When the line with "positive clicks: (51, 81)" appears below, start repeating lines exactly, and keep going through the line with "54L43 66L75 63V32L67"; add nothing outside that span.

---+---

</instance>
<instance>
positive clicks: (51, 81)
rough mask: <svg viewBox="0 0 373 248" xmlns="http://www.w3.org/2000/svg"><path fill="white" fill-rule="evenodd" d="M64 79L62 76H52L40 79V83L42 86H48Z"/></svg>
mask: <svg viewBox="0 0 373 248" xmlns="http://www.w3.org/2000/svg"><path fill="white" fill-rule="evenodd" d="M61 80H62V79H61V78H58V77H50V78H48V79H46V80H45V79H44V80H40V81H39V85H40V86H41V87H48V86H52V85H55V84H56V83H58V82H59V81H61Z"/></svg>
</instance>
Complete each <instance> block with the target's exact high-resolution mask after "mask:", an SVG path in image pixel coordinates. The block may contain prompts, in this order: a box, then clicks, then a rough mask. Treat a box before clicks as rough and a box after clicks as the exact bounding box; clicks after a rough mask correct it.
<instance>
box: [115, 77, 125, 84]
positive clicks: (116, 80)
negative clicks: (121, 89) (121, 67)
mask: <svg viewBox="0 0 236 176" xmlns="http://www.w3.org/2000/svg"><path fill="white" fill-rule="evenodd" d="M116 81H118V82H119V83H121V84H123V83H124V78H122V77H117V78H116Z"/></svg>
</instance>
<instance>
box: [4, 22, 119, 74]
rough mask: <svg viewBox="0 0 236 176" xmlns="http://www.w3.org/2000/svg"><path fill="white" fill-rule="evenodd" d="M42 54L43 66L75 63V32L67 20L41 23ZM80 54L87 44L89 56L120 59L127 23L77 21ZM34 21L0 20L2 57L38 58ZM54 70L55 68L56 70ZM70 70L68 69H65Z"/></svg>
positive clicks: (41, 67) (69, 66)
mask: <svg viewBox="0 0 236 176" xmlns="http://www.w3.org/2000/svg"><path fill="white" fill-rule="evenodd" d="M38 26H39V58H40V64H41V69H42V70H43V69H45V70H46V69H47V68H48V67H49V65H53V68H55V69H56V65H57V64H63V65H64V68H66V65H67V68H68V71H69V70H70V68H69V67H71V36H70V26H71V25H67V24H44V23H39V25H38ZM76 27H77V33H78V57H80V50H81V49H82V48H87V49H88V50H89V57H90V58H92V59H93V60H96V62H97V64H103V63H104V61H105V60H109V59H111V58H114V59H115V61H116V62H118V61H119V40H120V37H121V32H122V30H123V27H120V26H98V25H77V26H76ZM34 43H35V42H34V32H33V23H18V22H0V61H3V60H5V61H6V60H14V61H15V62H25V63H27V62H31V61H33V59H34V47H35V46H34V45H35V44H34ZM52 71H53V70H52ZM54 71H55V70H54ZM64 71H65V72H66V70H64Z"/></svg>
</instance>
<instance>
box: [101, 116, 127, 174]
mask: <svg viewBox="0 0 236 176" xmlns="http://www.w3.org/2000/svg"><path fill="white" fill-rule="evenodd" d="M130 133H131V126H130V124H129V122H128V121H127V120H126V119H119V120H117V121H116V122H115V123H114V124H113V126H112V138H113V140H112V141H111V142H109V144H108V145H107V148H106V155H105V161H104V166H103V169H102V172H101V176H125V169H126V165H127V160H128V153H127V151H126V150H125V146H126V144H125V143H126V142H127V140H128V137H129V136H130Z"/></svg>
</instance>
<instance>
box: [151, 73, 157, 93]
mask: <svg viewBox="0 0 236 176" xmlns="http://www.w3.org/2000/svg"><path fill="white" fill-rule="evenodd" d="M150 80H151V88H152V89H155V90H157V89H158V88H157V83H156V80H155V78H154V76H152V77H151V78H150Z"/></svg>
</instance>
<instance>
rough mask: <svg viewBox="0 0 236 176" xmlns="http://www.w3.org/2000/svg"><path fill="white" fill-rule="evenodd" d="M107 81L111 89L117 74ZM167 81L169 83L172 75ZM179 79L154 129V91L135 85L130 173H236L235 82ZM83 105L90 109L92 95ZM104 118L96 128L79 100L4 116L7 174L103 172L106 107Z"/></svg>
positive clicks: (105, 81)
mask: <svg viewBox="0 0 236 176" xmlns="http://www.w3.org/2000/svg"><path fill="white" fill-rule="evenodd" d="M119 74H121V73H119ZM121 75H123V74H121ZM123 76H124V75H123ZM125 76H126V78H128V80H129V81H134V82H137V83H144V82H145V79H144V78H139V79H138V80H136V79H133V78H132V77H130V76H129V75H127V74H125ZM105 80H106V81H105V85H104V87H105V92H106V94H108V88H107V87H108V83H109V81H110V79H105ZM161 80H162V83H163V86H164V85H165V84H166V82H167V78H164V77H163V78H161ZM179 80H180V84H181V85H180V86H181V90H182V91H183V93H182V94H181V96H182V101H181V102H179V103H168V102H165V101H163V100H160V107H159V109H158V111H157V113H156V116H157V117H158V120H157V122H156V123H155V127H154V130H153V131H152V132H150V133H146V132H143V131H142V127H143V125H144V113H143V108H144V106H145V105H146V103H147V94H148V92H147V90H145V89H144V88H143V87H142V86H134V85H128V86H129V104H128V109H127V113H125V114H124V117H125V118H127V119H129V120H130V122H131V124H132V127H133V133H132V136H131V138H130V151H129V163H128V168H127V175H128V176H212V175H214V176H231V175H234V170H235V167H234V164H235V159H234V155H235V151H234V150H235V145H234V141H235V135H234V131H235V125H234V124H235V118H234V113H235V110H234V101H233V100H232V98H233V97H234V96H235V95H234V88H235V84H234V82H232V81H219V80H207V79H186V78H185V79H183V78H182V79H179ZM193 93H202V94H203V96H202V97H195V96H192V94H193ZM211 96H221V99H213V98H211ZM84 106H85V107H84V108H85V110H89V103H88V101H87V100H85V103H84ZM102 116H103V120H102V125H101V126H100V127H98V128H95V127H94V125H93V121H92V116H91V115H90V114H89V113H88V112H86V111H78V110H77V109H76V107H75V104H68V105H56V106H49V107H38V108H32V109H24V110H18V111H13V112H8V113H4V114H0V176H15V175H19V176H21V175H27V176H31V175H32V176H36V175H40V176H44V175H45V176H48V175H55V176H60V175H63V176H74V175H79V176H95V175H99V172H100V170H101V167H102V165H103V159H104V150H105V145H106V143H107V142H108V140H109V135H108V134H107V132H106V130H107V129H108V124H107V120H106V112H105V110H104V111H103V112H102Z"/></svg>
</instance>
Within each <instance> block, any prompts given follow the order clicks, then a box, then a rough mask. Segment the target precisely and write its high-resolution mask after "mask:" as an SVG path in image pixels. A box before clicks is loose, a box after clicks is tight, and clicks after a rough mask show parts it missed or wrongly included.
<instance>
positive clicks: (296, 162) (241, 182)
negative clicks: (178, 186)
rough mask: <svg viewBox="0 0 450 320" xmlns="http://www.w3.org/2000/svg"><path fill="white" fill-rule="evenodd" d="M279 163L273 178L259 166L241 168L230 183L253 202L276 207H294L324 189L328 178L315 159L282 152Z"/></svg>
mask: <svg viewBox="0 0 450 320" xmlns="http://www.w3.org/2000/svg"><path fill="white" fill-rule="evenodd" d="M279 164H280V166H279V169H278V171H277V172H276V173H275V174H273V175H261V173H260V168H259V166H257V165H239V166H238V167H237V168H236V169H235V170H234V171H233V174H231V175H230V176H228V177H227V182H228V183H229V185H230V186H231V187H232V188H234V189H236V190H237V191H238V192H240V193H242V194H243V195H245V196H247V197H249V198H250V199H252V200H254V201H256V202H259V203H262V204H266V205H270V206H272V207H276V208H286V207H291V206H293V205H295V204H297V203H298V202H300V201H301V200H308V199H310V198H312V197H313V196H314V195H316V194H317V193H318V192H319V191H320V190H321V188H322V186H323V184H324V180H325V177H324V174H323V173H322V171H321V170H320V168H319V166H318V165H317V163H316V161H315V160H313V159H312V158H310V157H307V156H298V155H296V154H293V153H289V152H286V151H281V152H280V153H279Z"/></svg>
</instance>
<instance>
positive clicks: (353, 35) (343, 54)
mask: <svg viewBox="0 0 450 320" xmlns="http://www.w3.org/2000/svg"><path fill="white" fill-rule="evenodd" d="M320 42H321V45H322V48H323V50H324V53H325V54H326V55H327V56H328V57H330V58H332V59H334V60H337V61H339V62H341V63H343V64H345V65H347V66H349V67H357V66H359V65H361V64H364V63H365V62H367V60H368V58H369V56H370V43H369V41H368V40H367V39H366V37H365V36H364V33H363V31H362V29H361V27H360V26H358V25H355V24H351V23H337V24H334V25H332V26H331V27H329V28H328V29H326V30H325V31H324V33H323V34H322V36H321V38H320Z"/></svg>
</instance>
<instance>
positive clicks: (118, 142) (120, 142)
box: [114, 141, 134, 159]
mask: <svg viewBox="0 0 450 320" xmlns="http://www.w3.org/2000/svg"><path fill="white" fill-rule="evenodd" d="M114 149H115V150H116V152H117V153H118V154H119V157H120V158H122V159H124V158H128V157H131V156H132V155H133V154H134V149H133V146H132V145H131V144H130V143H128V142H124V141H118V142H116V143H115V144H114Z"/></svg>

---+---

TASK SOLUTION ▸
positive clicks: (51, 81)
rough mask: <svg viewBox="0 0 373 248" xmlns="http://www.w3.org/2000/svg"><path fill="white" fill-rule="evenodd" d="M64 79L62 76H52L40 79V83L42 86H48Z"/></svg>
mask: <svg viewBox="0 0 373 248" xmlns="http://www.w3.org/2000/svg"><path fill="white" fill-rule="evenodd" d="M61 80H62V79H61V78H58V77H50V78H48V79H46V80H45V79H44V80H40V81H39V85H40V86H41V87H48V86H52V85H55V84H56V83H58V82H59V81H61Z"/></svg>
</instance>
Complete each <instance> block with the target's exact high-resolution mask after "mask:", an SVG path in image pixel coordinates. The block may contain prompts, in this order: a box, then clicks, then a rough mask. Treat a box before clicks as rough and a box after clicks as the exact bounding box; clicks after a rough mask correct it.
<instance>
box: [115, 77, 125, 84]
positive clicks: (116, 80)
negative clicks: (121, 89) (121, 67)
mask: <svg viewBox="0 0 236 176" xmlns="http://www.w3.org/2000/svg"><path fill="white" fill-rule="evenodd" d="M116 81H118V82H119V83H121V84H123V83H124V78H122V77H117V78H116Z"/></svg>
</instance>
<instance>
box: [4, 22, 119, 74]
rough mask: <svg viewBox="0 0 236 176" xmlns="http://www.w3.org/2000/svg"><path fill="white" fill-rule="evenodd" d="M42 54L43 66L75 63V32L67 20L41 23ZM80 54L87 44L89 56L120 59L127 23L77 21ZM34 21L0 20L2 57L38 58ZM54 70L55 68L56 70ZM70 70L68 69H65Z"/></svg>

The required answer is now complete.